• [Task statement] Return every line from the entries below that contains the word "yellow".

• [Materials provided]
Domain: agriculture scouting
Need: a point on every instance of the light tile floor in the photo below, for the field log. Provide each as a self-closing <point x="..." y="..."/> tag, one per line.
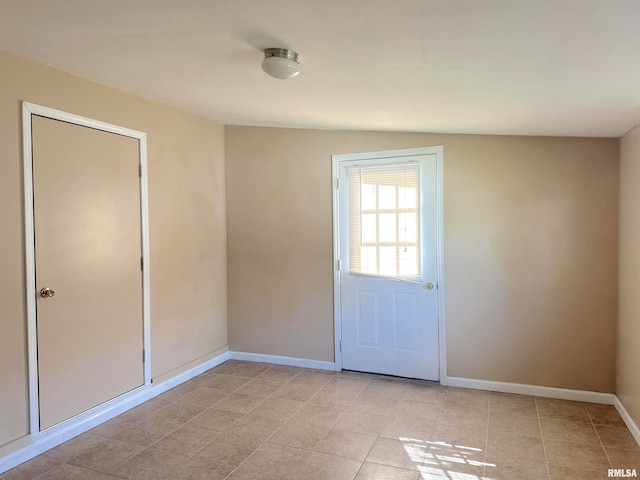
<point x="254" y="421"/>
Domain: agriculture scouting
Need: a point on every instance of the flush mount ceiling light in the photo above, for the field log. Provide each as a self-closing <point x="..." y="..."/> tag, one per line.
<point x="280" y="63"/>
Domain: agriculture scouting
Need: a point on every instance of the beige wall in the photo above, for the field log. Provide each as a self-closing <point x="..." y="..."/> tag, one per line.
<point x="628" y="365"/>
<point x="530" y="228"/>
<point x="187" y="223"/>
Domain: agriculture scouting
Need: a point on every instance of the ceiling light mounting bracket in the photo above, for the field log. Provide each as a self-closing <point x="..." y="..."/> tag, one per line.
<point x="281" y="63"/>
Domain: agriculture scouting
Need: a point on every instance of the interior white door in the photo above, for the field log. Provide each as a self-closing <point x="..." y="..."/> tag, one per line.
<point x="388" y="269"/>
<point x="87" y="217"/>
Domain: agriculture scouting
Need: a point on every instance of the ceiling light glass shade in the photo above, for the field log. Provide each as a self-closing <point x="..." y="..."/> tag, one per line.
<point x="280" y="63"/>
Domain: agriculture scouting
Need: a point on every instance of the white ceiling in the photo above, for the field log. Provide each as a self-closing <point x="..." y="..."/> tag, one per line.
<point x="531" y="67"/>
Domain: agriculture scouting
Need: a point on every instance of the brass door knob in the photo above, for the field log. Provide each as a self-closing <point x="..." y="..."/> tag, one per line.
<point x="46" y="292"/>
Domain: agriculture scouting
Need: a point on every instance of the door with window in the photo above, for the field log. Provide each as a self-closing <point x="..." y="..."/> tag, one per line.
<point x="388" y="264"/>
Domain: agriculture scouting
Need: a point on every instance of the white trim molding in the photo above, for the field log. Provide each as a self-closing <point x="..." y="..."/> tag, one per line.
<point x="280" y="360"/>
<point x="75" y="426"/>
<point x="29" y="110"/>
<point x="535" y="390"/>
<point x="631" y="425"/>
<point x="336" y="161"/>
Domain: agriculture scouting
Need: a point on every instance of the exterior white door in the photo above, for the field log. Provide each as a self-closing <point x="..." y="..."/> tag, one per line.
<point x="388" y="220"/>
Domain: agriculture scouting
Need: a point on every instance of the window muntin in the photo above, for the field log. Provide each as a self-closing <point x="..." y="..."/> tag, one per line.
<point x="384" y="221"/>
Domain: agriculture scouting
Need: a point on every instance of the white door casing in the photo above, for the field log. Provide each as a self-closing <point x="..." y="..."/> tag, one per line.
<point x="387" y="318"/>
<point x="64" y="125"/>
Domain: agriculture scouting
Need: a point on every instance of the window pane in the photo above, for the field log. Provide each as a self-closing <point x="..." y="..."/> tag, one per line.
<point x="368" y="228"/>
<point x="368" y="262"/>
<point x="408" y="261"/>
<point x="388" y="227"/>
<point x="387" y="197"/>
<point x="388" y="261"/>
<point x="407" y="197"/>
<point x="407" y="223"/>
<point x="368" y="196"/>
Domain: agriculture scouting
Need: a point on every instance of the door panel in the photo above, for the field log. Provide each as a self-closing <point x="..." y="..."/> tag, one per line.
<point x="387" y="243"/>
<point x="87" y="250"/>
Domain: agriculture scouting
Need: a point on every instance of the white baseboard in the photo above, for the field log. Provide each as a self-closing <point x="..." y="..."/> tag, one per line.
<point x="75" y="426"/>
<point x="631" y="425"/>
<point x="279" y="360"/>
<point x="538" y="391"/>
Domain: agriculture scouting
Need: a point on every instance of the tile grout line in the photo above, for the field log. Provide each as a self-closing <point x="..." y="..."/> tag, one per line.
<point x="544" y="448"/>
<point x="334" y="423"/>
<point x="599" y="438"/>
<point x="286" y="421"/>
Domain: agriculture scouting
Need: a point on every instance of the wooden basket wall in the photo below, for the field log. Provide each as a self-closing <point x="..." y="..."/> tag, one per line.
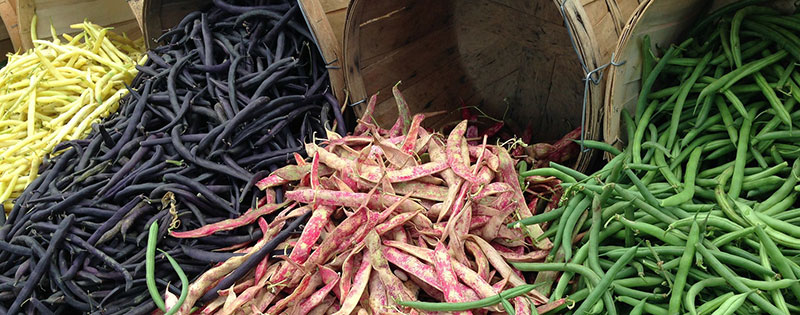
<point x="664" y="21"/>
<point x="62" y="14"/>
<point x="496" y="55"/>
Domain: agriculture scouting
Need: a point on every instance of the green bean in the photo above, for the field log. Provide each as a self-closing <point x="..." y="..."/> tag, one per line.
<point x="730" y="277"/>
<point x="604" y="283"/>
<point x="732" y="304"/>
<point x="724" y="34"/>
<point x="772" y="182"/>
<point x="691" y="294"/>
<point x="778" y="224"/>
<point x="638" y="294"/>
<point x="507" y="306"/>
<point x="599" y="145"/>
<point x="787" y="135"/>
<point x="648" y="82"/>
<point x="648" y="308"/>
<point x="639" y="282"/>
<point x="727" y="80"/>
<point x="648" y="59"/>
<point x="630" y="125"/>
<point x="767" y="172"/>
<point x="546" y="172"/>
<point x="778" y="35"/>
<point x="782" y="205"/>
<point x="643" y="167"/>
<point x="567" y="267"/>
<point x="777" y="258"/>
<point x="638" y="202"/>
<point x="736" y="102"/>
<point x="727" y="119"/>
<point x="150" y="266"/>
<point x="539" y="218"/>
<point x="773" y="152"/>
<point x="184" y="283"/>
<point x="597" y="223"/>
<point x="774" y="123"/>
<point x="736" y="25"/>
<point x="699" y="142"/>
<point x="715" y="171"/>
<point x="522" y="166"/>
<point x="706" y="108"/>
<point x="570" y="224"/>
<point x="668" y="237"/>
<point x="682" y="94"/>
<point x="636" y="148"/>
<point x="777" y="296"/>
<point x="639" y="307"/>
<point x="683" y="269"/>
<point x="773" y="100"/>
<point x="726" y="238"/>
<point x="463" y="306"/>
<point x="708" y="18"/>
<point x="714" y="304"/>
<point x="697" y="130"/>
<point x="769" y="285"/>
<point x="738" y="261"/>
<point x="688" y="189"/>
<point x="646" y="194"/>
<point x="789" y="214"/>
<point x="656" y="146"/>
<point x="756" y="154"/>
<point x="782" y="192"/>
<point x="741" y="150"/>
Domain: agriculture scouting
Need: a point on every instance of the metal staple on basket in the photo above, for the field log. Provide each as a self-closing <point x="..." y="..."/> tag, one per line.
<point x="593" y="76"/>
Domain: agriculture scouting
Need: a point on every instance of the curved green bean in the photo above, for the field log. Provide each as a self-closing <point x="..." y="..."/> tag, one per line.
<point x="150" y="266"/>
<point x="184" y="284"/>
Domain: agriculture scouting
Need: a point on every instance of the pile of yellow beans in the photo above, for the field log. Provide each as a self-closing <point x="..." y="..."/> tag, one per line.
<point x="54" y="92"/>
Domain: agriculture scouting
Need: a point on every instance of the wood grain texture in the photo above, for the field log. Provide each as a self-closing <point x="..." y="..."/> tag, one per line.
<point x="8" y="12"/>
<point x="63" y="13"/>
<point x="664" y="21"/>
<point x="329" y="44"/>
<point x="504" y="56"/>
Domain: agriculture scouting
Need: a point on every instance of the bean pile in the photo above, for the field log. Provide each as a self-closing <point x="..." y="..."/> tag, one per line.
<point x="696" y="213"/>
<point x="396" y="216"/>
<point x="232" y="93"/>
<point x="53" y="93"/>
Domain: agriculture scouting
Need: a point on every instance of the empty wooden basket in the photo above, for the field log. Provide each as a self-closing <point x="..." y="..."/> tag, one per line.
<point x="509" y="56"/>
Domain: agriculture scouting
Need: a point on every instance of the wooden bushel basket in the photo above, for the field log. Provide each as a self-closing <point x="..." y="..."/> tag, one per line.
<point x="62" y="14"/>
<point x="496" y="55"/>
<point x="664" y="21"/>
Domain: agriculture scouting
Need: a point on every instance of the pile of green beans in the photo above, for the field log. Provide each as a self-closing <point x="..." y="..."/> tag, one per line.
<point x="698" y="214"/>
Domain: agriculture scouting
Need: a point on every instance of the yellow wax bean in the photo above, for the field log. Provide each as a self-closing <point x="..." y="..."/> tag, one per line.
<point x="54" y="92"/>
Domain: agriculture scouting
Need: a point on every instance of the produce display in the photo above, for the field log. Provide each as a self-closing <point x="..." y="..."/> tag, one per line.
<point x="217" y="174"/>
<point x="54" y="92"/>
<point x="399" y="215"/>
<point x="228" y="95"/>
<point x="696" y="214"/>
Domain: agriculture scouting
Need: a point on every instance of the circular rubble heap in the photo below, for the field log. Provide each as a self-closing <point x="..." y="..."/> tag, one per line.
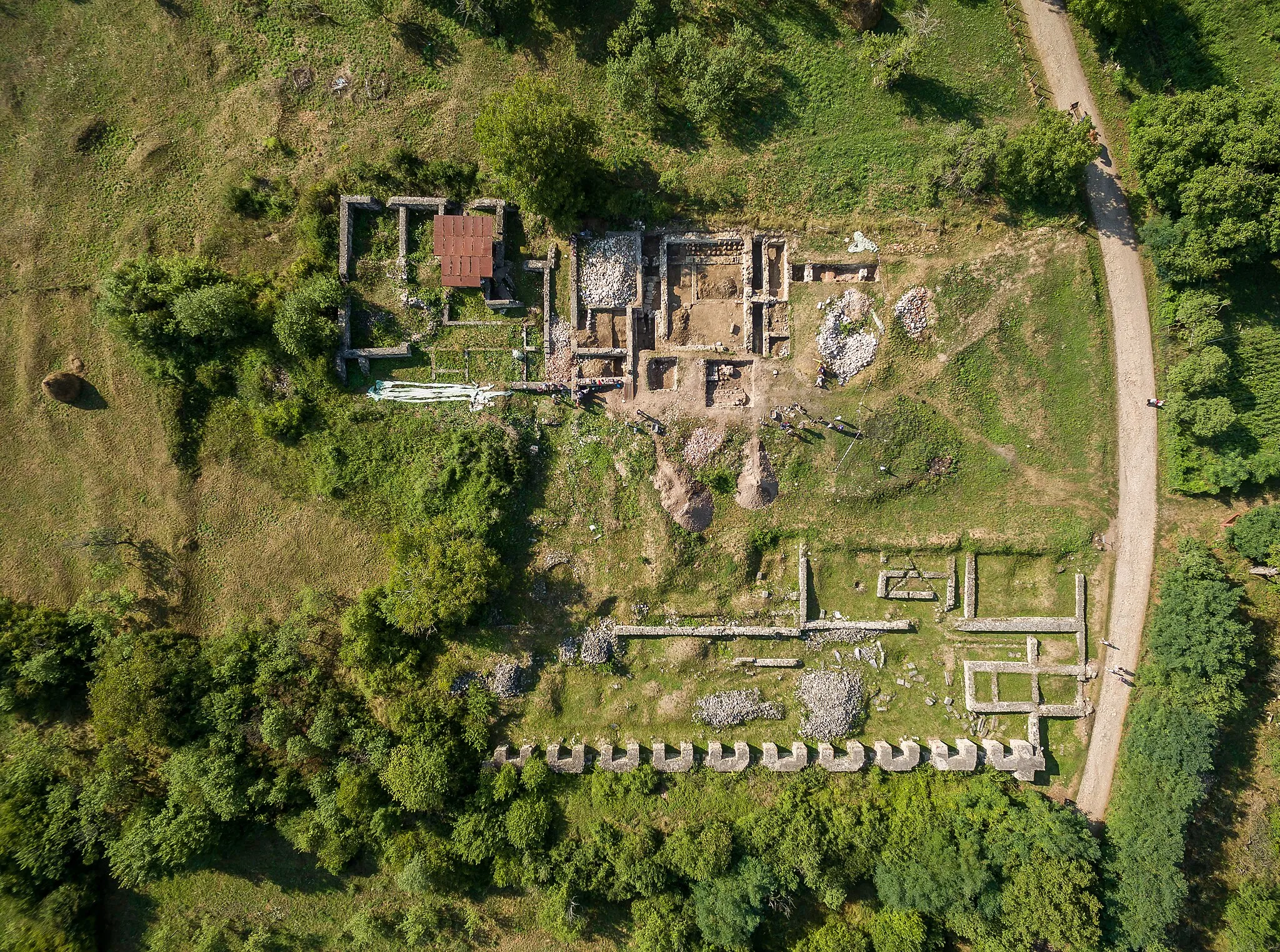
<point x="607" y="271"/>
<point x="831" y="700"/>
<point x="845" y="344"/>
<point x="913" y="311"/>
<point x="702" y="444"/>
<point x="730" y="708"/>
<point x="599" y="643"/>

• [Complete answer]
Need: a point on every instance of the pile of yellow beans in the photo above, for the field log. Provide each as a self-closing <point x="..." y="..."/> tag, one per line.
Need: a point on every instance of the yellow wax bean in the photo above, for the field log. Provide each as a self-closing <point x="..." y="..."/> tag, one per line.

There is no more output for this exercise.